Excerpts from a location annotation dataset
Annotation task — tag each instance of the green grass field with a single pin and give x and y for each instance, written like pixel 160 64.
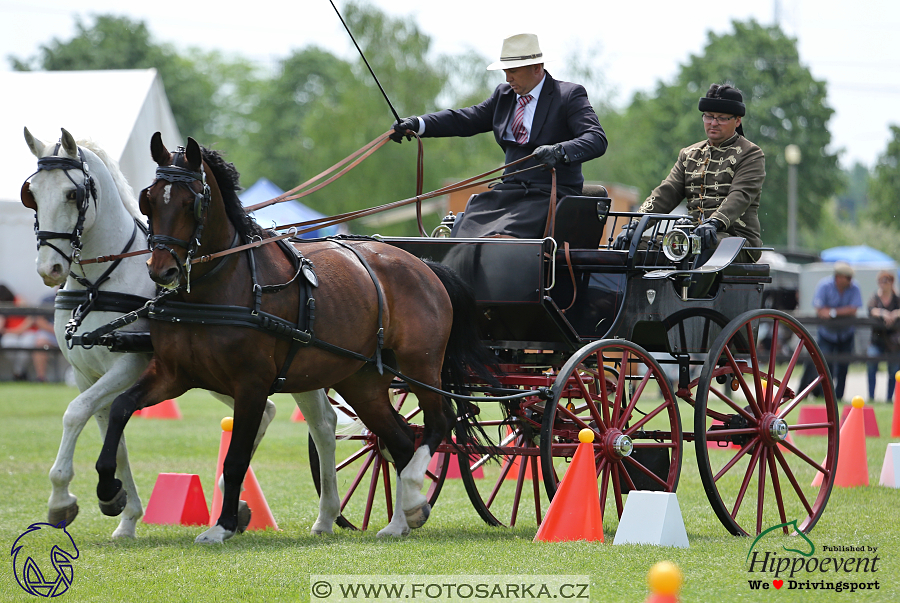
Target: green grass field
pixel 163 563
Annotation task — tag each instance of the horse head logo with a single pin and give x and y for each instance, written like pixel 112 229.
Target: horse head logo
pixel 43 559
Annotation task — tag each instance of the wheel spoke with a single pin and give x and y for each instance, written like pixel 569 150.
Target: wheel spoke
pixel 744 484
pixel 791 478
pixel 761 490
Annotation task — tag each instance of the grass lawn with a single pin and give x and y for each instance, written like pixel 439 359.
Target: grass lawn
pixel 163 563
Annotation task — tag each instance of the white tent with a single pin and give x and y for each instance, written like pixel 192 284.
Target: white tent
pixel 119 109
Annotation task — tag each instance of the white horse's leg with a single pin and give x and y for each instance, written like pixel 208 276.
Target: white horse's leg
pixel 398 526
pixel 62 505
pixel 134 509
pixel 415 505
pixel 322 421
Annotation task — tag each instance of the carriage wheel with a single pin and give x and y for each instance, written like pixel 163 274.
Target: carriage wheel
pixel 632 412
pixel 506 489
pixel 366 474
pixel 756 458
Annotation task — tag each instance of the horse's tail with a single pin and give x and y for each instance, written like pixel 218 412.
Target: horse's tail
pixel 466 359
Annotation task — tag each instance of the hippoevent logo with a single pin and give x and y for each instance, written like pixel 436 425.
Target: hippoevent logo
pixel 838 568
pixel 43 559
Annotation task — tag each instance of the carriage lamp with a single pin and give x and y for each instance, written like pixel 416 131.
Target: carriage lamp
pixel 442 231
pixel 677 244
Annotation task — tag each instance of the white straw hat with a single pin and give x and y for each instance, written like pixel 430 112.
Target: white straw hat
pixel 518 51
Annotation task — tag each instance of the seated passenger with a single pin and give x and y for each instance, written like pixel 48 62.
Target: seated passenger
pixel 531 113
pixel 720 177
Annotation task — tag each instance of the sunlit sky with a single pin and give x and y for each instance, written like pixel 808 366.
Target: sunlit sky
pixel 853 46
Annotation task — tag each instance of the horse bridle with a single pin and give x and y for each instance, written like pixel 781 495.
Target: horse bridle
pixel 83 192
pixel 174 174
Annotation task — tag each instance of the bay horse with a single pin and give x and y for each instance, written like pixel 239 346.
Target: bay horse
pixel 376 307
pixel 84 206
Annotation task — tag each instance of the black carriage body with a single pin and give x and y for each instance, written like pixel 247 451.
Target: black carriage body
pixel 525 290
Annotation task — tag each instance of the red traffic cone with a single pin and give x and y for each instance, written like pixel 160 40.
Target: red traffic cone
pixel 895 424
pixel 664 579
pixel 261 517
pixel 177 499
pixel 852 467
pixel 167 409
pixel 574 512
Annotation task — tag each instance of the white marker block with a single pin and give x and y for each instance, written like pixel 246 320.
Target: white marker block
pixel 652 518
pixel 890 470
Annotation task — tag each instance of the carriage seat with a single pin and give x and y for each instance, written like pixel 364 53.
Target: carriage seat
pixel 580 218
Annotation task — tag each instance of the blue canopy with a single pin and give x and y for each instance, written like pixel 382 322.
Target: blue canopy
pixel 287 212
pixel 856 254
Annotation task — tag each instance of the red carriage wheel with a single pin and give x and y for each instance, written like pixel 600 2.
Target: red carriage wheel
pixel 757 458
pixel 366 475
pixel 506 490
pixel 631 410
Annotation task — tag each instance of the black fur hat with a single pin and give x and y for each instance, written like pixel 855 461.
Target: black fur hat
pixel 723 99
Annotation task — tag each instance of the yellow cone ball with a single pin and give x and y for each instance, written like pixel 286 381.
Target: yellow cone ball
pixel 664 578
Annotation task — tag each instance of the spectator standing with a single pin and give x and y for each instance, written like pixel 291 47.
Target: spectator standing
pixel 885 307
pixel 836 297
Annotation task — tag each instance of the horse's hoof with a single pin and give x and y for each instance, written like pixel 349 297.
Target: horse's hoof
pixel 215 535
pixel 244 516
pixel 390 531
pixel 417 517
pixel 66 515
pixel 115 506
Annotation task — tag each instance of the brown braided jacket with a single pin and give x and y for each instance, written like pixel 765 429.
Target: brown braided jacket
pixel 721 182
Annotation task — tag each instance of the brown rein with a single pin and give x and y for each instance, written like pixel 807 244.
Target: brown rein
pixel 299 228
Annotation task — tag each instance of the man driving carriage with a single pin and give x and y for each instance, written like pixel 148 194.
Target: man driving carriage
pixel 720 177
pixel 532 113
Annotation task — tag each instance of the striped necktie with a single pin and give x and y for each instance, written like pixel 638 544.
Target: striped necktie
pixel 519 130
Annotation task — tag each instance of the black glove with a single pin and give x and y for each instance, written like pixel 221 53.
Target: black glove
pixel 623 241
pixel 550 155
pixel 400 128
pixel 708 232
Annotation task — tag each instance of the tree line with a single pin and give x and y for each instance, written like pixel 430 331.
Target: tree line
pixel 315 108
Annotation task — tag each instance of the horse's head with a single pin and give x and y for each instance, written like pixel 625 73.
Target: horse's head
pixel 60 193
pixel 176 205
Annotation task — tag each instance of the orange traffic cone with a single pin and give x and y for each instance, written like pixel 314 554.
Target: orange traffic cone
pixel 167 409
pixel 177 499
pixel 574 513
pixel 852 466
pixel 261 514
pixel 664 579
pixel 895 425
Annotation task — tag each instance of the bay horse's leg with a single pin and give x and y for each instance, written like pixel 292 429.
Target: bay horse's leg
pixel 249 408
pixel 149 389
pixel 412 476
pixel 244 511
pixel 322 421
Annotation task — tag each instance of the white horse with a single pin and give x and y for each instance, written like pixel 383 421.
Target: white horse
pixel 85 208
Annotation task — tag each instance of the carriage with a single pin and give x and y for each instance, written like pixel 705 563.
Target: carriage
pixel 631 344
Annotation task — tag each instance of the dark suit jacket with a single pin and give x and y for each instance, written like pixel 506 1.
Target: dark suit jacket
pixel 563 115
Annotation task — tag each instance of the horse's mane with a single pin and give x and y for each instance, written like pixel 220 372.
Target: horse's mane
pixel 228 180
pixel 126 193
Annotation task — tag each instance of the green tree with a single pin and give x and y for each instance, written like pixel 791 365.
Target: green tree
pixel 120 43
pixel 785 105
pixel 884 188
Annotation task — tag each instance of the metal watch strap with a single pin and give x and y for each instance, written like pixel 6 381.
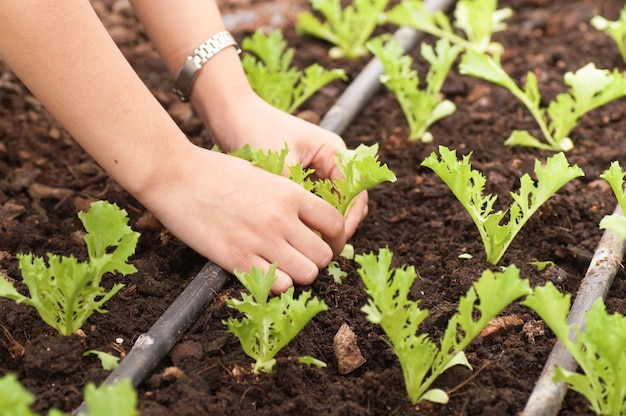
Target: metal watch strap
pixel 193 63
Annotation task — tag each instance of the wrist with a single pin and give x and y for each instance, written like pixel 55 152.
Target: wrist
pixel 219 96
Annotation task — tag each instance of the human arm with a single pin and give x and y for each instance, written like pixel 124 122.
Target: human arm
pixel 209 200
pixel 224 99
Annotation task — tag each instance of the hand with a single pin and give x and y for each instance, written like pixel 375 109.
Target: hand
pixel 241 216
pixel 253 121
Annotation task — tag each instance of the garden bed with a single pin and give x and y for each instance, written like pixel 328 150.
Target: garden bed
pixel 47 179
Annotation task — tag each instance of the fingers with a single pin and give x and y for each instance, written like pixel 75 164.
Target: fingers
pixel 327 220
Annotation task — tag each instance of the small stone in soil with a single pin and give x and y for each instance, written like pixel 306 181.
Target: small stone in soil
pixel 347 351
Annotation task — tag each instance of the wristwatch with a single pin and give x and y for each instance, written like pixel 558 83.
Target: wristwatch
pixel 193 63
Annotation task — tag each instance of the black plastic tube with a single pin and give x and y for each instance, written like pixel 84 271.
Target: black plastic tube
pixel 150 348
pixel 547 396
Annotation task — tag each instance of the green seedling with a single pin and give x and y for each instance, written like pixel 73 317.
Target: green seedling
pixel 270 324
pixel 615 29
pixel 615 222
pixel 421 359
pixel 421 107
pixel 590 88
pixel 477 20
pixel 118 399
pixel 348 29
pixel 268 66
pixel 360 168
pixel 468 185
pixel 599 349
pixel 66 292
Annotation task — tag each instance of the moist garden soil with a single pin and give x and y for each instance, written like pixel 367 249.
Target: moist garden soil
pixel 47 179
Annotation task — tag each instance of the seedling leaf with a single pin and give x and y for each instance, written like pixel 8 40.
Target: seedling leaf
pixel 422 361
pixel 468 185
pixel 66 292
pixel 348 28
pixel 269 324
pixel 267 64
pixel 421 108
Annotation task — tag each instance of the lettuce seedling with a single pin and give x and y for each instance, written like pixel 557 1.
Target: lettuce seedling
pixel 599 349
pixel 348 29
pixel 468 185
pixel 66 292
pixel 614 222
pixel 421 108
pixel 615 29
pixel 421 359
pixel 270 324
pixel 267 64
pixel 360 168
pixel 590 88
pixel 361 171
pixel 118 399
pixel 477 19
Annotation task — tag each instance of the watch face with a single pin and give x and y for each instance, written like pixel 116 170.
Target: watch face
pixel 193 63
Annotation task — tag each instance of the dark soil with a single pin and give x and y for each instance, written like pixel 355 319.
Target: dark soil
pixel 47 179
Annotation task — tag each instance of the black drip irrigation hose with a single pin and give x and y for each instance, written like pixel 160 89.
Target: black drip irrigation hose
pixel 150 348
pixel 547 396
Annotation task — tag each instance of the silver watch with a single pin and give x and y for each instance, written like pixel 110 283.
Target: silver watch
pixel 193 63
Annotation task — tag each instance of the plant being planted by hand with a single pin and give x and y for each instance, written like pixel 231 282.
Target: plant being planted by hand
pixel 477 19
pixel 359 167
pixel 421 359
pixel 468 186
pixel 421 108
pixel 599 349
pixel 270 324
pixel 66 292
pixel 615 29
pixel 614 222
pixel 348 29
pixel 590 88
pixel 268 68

### TASK
Extract, without alteration, the lines of the material starting at the line containing "Annotation task — tag each instance of the plant" and ending at the final line of the material, with both included.

### EXERCISE ANSWER
Annotation task — tag each instance of the plant being planted by hand with a single pin and give x and y for each instance, written like pixel 231 282.
Target: plant being planted by hand
pixel 477 19
pixel 359 167
pixel 421 359
pixel 468 186
pixel 421 108
pixel 599 349
pixel 270 324
pixel 66 292
pixel 615 29
pixel 614 222
pixel 348 29
pixel 590 88
pixel 268 68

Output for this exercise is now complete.